● 제공된 목록:
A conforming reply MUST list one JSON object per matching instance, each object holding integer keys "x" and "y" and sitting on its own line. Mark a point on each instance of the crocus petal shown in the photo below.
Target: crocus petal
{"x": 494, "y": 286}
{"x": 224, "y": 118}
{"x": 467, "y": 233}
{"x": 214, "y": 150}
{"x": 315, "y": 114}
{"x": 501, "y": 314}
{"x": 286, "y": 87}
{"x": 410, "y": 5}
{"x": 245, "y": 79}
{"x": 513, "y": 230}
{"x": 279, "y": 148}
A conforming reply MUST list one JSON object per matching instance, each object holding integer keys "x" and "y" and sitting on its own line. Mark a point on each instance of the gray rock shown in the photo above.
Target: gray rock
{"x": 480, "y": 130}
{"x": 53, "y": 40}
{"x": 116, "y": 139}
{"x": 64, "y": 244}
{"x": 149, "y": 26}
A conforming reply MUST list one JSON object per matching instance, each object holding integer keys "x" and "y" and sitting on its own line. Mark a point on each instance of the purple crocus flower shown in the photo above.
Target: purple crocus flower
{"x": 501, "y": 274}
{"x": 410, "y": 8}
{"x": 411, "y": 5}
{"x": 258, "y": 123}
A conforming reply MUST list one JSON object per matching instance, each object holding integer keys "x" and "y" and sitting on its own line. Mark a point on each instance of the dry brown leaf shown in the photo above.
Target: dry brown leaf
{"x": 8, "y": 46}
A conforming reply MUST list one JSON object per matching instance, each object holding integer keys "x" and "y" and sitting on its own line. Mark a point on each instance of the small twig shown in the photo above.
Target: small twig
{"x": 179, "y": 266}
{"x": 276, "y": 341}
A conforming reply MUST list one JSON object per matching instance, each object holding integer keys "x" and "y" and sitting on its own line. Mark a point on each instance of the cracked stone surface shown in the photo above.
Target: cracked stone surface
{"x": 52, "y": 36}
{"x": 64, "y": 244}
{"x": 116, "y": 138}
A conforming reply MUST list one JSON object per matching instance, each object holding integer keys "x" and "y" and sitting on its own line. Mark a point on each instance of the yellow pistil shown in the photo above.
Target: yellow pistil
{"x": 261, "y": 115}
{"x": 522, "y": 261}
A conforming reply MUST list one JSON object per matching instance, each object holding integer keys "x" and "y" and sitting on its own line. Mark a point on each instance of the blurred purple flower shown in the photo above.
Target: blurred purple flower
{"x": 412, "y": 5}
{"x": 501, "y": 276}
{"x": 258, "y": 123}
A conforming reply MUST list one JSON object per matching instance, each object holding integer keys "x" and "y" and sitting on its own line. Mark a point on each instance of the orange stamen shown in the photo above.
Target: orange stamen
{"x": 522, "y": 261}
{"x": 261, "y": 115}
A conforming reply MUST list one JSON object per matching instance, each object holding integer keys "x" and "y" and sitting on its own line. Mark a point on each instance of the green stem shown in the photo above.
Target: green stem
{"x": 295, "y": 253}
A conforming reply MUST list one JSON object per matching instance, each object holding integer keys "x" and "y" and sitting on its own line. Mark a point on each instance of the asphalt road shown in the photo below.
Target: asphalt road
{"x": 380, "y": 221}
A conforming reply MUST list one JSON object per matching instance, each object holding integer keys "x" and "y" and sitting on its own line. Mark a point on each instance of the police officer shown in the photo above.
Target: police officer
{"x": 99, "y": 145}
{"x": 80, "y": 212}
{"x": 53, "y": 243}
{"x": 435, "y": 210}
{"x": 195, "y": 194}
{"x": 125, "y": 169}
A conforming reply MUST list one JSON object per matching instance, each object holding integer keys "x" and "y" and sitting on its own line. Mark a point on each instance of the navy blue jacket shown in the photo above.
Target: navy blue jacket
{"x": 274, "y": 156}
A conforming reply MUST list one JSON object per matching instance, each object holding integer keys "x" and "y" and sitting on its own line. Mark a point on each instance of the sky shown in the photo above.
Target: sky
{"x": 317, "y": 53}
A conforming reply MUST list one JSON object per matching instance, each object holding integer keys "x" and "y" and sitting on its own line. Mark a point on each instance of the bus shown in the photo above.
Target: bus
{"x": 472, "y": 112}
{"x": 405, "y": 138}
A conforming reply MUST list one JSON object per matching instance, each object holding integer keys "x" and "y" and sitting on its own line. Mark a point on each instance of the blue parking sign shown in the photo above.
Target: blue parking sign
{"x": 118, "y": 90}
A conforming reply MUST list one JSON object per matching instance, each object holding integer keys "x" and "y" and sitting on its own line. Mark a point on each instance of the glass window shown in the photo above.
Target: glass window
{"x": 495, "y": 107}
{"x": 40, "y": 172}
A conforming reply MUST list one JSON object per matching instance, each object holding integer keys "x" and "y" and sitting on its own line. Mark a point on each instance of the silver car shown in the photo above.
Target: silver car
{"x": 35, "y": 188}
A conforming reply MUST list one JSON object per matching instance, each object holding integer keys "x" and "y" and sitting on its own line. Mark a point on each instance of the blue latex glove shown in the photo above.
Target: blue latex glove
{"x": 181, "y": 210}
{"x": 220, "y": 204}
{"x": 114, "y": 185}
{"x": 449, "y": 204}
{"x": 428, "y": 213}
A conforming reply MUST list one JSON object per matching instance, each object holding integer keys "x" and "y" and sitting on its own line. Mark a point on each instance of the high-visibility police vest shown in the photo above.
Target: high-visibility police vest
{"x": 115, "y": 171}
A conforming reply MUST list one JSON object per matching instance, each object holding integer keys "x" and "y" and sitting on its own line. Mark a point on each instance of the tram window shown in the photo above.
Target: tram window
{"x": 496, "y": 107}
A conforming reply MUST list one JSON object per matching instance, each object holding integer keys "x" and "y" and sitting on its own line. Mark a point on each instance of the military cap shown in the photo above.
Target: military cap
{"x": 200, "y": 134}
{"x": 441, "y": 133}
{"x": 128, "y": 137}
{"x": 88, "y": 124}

● 과제 안내: "glove shown in the photo above."이 들어 있는 줄에서 시작해 목록의 마지막 줄까지, 양 끝 줄을 모두 포함하여 Markdown 표로 변환하세요. 표의 열 이름은 "번호"와 "내용"으로 하고, 빈 줄은 빼세요.

● 풀이 답안:
| 번호 | 내용 |
|---|---|
| 1 | A conforming reply MUST list one JSON object per matching instance, each object holding integer keys "x" and "y" and sitting on its own line. Mark a point on each instance of the blue latex glove shown in the photo above. |
| 2 | Target: blue latex glove |
| 3 | {"x": 181, "y": 210} |
| 4 | {"x": 220, "y": 204} |
| 5 | {"x": 114, "y": 185} |
| 6 | {"x": 449, "y": 204} |
| 7 | {"x": 428, "y": 213} |
| 8 | A conforming reply MUST list one JSON object per matching instance, each object holding integer keys "x" and "y" and sitting on its own line. Mark a point on each instance of the high-visibility police vest shown in the photo above. |
| 9 | Target: high-visibility police vest |
| 10 | {"x": 115, "y": 171} |
| 11 | A conforming reply MUST list one JSON object per matching instance, each object holding integer keys "x" and "y" and sitting on its own line. Mark a point on each instance of the tram window shown in the photo above. |
| 12 | Target: tram window |
| 13 | {"x": 496, "y": 107} |
| 14 | A conforming reply MUST list one JSON object per matching instance, each object holding integer keys "x" and "y" and sitting on its own line. Mark a point on each instance of the military cap shown in the photo above. |
| 15 | Target: military cap |
| 16 | {"x": 200, "y": 134} |
| 17 | {"x": 441, "y": 133} |
| 18 | {"x": 128, "y": 137} |
| 19 | {"x": 88, "y": 124} |